Assigned task:
Gather every line of the entries that includes the word "below".

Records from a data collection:
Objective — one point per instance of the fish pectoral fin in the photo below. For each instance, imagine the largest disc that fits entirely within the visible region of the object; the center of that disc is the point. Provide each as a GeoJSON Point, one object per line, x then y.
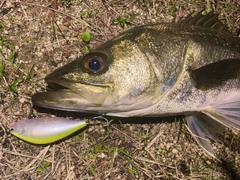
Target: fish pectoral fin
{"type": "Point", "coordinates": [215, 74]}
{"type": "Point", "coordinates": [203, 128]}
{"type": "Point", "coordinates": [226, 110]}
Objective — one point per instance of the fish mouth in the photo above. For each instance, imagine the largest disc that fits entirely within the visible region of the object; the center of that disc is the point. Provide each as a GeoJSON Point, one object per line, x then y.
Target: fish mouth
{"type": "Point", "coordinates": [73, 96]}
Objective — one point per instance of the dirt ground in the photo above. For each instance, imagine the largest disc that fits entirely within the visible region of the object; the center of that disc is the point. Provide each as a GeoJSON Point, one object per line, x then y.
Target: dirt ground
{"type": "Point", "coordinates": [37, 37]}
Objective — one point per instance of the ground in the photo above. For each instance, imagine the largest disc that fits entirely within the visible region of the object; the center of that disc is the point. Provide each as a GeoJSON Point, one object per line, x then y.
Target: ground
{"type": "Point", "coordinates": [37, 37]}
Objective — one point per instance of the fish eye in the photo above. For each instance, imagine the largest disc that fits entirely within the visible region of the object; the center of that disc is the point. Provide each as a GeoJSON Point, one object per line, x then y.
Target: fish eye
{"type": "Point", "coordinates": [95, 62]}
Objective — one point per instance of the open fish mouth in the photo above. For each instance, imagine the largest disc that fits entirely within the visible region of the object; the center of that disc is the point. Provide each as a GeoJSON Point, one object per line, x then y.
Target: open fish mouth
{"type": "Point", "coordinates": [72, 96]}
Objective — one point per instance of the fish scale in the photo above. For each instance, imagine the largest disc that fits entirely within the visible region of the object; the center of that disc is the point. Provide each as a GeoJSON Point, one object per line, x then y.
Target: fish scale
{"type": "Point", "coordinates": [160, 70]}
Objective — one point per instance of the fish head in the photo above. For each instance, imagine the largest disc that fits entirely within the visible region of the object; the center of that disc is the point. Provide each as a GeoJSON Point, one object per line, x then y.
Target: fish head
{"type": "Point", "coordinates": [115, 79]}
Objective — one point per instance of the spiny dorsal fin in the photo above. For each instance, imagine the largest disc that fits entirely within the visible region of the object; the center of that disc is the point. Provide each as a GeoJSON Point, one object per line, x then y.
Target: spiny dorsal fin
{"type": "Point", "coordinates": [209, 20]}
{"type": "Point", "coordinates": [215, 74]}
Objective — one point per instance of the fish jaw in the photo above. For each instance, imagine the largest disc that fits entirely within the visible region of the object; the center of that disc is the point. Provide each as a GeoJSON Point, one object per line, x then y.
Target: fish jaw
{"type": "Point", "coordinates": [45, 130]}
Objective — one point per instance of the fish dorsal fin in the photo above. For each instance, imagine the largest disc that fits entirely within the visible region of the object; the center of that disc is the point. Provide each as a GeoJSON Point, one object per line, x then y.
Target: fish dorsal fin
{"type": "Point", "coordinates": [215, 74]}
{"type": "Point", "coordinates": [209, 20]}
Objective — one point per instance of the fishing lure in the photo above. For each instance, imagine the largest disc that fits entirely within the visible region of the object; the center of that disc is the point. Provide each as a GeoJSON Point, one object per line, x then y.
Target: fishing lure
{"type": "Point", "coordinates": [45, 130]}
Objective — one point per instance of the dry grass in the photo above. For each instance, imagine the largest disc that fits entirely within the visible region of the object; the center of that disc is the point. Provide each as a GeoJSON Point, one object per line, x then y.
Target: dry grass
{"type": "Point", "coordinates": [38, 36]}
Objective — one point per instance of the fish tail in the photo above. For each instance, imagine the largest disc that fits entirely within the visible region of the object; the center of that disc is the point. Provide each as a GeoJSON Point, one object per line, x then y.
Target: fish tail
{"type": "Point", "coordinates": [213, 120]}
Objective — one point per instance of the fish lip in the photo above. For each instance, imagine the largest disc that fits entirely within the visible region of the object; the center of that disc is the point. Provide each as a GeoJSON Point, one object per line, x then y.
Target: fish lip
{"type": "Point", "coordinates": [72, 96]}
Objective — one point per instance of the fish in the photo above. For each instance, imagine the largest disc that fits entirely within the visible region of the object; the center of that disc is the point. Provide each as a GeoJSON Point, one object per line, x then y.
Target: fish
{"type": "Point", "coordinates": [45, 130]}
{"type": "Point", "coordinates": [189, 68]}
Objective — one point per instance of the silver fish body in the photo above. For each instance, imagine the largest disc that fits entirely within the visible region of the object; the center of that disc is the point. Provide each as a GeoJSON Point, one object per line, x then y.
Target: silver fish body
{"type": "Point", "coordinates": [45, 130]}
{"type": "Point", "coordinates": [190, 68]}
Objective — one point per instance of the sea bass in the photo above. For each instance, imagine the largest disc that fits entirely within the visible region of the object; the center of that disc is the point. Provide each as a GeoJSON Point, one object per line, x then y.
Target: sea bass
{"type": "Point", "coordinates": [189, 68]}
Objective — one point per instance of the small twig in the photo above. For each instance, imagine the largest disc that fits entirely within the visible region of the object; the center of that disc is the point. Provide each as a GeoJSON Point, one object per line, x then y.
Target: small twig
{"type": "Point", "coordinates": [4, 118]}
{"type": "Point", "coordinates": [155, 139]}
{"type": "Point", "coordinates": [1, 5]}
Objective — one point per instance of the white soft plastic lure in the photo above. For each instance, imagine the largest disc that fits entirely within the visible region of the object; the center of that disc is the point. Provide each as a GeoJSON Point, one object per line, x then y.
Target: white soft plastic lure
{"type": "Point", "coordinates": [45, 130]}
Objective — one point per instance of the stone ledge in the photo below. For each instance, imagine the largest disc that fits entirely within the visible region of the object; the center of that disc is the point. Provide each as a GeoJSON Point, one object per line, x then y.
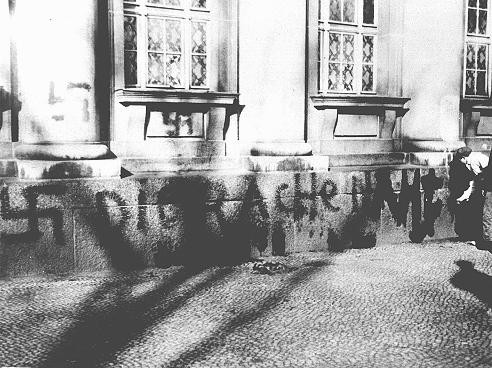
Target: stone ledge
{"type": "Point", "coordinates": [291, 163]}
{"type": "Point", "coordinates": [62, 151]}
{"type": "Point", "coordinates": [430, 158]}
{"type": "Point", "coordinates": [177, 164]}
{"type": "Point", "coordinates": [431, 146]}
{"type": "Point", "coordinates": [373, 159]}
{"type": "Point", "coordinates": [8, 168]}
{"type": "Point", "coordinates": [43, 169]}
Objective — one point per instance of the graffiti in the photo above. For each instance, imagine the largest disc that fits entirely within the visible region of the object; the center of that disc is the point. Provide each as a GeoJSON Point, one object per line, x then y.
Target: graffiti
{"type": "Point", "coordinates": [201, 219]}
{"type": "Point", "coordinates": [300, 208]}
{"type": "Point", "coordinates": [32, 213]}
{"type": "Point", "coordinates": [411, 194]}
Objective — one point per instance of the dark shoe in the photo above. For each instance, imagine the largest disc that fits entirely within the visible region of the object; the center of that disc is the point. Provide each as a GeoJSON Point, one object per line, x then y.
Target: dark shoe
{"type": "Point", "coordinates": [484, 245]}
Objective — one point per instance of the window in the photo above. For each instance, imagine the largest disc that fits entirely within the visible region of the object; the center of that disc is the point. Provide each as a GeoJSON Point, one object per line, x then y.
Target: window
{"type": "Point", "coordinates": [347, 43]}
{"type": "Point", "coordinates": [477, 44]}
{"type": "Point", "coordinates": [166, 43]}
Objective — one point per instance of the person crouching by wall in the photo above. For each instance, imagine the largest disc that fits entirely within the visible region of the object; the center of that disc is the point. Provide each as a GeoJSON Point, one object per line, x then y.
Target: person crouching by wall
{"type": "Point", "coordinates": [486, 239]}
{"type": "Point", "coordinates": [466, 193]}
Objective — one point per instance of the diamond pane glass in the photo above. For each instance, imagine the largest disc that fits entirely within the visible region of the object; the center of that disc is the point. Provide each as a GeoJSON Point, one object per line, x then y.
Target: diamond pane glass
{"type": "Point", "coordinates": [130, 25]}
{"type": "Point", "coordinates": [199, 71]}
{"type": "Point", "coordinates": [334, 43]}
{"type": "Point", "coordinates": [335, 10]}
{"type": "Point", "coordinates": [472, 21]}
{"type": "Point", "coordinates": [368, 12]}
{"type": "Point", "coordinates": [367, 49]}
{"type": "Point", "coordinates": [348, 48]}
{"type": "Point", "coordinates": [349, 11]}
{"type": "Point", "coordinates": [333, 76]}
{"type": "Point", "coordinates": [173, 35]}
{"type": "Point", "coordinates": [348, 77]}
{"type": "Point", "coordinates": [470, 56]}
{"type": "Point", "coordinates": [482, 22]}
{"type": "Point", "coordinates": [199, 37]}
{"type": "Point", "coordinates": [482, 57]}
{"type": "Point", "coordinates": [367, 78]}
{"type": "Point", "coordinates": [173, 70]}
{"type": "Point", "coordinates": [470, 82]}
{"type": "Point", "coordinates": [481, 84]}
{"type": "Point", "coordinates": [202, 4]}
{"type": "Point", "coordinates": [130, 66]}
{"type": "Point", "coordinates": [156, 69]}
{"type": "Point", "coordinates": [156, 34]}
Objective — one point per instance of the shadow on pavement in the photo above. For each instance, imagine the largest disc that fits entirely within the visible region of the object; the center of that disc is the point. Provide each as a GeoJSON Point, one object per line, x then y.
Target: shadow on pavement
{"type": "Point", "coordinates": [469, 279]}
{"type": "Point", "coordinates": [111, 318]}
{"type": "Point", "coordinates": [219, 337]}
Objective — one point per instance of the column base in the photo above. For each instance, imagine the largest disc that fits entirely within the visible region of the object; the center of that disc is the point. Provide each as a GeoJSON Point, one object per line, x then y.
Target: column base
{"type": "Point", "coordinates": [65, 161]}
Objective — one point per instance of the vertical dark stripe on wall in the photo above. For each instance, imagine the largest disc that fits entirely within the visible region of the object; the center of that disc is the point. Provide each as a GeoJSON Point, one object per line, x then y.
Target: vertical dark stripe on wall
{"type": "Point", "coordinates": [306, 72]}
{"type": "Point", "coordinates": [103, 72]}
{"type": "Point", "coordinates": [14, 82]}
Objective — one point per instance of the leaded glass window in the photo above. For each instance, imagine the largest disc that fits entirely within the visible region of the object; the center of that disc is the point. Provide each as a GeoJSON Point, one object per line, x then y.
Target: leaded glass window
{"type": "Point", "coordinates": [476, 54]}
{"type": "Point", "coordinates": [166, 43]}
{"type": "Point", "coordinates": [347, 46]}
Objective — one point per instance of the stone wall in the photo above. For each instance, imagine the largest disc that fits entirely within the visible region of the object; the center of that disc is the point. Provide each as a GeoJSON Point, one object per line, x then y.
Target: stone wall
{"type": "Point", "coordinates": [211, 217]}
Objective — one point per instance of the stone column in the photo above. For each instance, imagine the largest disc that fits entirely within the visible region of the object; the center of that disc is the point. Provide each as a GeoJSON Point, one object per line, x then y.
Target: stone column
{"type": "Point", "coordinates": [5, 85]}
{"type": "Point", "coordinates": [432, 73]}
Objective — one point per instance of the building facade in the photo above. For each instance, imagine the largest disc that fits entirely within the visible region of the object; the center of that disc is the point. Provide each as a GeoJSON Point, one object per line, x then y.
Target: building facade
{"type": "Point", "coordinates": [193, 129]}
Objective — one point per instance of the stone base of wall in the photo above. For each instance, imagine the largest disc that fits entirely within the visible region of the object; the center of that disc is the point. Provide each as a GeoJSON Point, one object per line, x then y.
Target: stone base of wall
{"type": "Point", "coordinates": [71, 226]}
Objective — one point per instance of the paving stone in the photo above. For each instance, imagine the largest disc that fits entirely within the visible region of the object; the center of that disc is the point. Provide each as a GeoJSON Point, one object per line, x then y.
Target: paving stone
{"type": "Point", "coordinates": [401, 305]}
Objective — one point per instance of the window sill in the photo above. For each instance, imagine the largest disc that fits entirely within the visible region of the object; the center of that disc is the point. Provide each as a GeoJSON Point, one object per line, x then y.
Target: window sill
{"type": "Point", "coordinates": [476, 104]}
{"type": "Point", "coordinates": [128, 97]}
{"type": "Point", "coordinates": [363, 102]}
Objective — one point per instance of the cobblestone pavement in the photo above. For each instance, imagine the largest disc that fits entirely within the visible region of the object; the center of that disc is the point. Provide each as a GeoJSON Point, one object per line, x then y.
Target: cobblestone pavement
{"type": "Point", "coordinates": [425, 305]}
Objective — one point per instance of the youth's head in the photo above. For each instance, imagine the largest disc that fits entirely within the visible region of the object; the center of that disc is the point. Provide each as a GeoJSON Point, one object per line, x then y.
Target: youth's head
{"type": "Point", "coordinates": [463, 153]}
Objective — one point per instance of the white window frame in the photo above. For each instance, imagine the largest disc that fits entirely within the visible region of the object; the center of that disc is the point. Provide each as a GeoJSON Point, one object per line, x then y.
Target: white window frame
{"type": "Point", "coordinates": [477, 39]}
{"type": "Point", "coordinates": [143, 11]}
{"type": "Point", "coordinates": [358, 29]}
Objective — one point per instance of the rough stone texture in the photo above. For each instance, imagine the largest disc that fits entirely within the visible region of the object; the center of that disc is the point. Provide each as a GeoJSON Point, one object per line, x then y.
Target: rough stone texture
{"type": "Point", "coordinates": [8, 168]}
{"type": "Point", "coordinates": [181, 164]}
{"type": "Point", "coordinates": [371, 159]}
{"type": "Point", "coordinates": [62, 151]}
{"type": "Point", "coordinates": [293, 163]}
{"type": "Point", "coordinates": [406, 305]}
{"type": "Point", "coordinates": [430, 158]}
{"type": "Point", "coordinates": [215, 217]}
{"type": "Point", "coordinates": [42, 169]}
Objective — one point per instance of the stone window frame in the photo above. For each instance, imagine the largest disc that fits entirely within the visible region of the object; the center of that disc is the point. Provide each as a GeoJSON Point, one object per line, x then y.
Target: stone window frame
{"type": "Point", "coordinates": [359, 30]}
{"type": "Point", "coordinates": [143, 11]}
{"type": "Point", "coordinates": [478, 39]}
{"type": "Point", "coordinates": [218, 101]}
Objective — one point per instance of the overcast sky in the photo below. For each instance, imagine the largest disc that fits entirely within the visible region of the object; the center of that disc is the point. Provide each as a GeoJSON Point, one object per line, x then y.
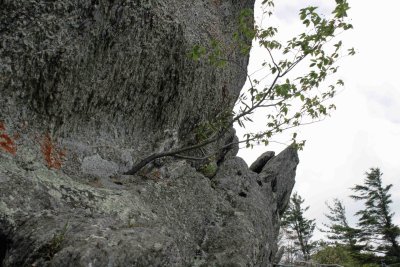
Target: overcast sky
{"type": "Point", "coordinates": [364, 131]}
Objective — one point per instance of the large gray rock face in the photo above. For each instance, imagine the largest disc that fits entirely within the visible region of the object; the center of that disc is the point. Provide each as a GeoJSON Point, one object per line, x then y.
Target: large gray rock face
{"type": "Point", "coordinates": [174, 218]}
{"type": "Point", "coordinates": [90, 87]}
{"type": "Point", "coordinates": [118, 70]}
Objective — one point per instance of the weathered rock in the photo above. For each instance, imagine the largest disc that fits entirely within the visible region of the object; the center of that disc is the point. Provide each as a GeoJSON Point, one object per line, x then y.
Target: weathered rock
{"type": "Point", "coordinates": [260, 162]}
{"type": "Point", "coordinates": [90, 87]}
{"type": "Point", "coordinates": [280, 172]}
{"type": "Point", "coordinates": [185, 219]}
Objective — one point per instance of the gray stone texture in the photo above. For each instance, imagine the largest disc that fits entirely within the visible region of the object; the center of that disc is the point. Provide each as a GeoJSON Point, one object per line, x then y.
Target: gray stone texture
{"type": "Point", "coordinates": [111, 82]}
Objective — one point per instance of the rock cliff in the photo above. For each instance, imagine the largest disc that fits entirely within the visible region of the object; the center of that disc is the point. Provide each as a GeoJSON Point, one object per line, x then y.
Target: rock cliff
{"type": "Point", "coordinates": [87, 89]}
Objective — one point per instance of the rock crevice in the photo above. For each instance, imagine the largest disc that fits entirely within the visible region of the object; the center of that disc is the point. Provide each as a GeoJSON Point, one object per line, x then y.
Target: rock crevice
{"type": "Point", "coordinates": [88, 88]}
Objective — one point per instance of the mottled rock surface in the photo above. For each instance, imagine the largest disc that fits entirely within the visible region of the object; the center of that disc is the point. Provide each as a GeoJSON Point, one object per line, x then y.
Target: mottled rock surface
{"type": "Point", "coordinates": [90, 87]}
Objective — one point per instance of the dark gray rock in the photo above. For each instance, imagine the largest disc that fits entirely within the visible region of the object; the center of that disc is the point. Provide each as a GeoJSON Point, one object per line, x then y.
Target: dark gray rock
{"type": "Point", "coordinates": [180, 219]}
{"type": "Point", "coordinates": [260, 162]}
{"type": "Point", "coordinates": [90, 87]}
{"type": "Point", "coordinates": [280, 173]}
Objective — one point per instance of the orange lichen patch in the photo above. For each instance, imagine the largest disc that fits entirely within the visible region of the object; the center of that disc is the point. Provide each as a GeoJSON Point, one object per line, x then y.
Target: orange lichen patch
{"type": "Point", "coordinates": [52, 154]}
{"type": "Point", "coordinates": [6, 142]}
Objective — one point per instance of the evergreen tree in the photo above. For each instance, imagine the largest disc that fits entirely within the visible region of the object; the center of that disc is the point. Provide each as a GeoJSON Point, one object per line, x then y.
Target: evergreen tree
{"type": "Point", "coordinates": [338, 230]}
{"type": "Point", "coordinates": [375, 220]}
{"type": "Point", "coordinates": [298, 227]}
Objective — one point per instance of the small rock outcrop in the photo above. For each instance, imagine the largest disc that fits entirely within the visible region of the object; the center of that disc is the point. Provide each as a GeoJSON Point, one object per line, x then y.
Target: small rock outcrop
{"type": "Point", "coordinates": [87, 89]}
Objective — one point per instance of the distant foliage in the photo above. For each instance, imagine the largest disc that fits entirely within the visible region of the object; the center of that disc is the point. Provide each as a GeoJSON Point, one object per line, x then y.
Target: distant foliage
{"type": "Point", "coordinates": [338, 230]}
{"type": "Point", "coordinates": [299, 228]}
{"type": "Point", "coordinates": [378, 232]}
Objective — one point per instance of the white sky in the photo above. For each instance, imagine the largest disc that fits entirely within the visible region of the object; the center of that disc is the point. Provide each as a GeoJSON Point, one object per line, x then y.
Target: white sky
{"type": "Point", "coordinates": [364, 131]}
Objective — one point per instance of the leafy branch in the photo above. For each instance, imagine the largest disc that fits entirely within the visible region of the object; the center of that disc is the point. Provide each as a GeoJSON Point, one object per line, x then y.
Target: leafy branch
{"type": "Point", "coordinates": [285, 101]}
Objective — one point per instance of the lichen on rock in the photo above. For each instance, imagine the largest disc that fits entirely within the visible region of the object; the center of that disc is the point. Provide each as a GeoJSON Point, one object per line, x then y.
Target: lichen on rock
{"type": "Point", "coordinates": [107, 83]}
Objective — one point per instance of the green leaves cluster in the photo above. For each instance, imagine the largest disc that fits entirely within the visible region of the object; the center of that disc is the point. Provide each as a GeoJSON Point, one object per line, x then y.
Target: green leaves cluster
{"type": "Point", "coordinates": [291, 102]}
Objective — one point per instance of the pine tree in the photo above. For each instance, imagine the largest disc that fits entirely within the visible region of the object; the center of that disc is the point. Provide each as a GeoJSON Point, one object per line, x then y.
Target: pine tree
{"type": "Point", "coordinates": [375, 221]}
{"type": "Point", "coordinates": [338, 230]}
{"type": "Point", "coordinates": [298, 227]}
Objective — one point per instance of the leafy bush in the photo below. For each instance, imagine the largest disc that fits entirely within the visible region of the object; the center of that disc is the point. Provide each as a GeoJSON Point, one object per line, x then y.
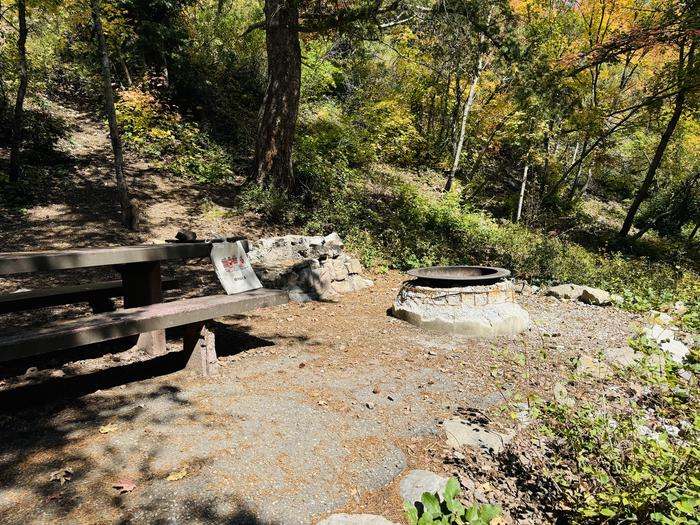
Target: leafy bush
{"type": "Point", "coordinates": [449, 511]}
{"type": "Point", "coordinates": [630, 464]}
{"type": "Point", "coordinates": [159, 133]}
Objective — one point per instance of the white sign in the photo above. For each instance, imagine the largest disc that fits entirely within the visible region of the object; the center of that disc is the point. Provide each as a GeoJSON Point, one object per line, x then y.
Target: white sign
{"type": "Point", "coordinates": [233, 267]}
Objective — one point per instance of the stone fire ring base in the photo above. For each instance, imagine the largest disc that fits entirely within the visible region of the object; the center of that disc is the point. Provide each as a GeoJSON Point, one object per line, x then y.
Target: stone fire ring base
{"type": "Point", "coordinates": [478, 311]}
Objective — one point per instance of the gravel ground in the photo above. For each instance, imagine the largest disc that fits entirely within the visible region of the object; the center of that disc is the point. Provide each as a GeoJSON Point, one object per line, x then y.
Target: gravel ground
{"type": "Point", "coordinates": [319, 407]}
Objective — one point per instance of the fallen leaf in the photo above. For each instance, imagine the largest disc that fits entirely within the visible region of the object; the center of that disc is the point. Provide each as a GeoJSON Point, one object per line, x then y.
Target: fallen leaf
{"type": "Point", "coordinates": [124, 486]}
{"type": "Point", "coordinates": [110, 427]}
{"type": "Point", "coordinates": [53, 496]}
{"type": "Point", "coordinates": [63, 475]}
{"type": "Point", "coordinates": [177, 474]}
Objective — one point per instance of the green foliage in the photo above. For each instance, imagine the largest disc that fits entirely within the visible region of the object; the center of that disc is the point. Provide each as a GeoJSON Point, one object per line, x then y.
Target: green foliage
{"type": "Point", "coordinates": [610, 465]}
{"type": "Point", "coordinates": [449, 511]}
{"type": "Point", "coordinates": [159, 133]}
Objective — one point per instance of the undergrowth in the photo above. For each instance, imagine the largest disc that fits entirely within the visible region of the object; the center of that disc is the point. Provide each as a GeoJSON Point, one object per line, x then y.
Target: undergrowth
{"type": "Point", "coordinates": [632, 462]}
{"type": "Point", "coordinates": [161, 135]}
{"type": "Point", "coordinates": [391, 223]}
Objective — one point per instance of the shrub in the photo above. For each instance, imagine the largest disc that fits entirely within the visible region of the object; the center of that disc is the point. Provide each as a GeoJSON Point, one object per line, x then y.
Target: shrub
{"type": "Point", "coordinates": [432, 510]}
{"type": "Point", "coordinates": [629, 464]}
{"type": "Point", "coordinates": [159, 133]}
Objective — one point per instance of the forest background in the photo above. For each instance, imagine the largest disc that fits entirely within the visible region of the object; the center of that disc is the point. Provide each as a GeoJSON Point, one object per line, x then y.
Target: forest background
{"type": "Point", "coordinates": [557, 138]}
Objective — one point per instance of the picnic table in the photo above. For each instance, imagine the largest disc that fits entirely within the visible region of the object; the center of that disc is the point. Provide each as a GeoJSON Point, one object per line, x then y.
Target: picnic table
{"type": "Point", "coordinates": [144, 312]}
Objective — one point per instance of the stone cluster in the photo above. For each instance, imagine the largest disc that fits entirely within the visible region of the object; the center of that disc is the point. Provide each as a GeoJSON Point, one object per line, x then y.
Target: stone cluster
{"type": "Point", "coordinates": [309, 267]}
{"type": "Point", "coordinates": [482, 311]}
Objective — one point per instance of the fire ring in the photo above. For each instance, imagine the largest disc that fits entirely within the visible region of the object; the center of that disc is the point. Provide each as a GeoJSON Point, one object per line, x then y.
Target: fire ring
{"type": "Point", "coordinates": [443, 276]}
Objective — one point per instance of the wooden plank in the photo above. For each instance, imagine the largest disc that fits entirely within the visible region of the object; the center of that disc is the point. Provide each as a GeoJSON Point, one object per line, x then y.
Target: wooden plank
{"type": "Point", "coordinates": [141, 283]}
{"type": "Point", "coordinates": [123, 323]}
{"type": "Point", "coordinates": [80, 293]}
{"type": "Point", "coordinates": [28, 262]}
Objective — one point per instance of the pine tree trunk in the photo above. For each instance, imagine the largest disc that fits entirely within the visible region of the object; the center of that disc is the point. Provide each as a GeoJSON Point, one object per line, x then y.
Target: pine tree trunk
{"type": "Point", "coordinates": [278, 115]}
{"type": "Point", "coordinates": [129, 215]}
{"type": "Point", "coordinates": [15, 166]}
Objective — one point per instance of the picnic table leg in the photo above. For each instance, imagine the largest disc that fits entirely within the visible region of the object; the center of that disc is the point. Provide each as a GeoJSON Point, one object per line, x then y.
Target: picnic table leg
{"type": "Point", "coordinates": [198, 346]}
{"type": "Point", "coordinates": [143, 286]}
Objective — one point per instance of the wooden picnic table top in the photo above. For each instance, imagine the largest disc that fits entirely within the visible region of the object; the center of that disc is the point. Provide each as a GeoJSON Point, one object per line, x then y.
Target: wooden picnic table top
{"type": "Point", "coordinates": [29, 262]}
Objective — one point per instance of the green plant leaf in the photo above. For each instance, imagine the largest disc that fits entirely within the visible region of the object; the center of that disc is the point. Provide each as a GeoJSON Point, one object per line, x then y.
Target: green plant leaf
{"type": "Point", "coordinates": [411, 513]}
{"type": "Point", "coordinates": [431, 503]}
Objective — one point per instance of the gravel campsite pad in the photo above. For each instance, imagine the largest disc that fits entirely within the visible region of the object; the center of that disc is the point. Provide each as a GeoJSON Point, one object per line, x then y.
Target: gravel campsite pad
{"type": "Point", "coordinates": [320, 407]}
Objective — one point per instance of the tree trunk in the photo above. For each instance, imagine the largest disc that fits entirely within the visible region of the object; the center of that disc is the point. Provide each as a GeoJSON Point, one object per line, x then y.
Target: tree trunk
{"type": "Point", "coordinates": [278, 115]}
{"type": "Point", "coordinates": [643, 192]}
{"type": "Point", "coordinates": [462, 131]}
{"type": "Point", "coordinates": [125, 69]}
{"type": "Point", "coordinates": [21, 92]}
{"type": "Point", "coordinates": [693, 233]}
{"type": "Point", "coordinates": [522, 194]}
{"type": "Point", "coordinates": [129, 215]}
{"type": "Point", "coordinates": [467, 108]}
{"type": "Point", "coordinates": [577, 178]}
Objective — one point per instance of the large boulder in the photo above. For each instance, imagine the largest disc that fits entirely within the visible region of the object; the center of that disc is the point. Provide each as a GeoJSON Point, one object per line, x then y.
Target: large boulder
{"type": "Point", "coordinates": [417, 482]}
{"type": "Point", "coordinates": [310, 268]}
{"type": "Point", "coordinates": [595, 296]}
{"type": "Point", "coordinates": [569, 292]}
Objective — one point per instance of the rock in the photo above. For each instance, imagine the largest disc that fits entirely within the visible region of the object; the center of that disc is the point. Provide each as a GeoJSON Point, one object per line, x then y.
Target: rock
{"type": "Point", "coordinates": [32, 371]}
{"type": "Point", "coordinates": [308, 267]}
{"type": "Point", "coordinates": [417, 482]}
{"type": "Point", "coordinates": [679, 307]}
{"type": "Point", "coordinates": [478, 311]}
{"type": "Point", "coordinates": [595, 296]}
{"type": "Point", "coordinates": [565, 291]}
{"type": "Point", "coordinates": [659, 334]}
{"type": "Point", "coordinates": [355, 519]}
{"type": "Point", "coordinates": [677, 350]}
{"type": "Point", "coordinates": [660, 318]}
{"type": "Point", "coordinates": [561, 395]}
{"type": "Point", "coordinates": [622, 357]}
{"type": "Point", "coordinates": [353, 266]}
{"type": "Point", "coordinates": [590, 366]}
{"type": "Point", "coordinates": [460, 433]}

The completed task:
Objective — one point per instance of the fish pectoral fin in the photo below. For each instance, imagine the largest disc that fits entirely within the visible region of the object; the center of that disc is the point. Provide each as a GeoJSON Point, one object per line, x then y.
Objective — one point per instance of the stone ledge in the photo below. For each instance, imagine the largest disc that fits entirely within the visible region of the object; the center of that disc is the point. Provide each as a GeoJSON Point, one object per line, x then y.
Objective — one point per instance of the overcast sky in the photo below. For each instance, imagine the largest disc that fits entirely within the visible region of the object; the center of that disc is the point. Provide each as a GeoJSON Point, one object per line, x then y.
Objective — one point per instance of the leafy bush in the photo below. For each instance, imagine the largest disc that fits entirely within the visible region of the object; the center of that disc is the point. Provide each as a GeoJSON Point, one object per line, x then y.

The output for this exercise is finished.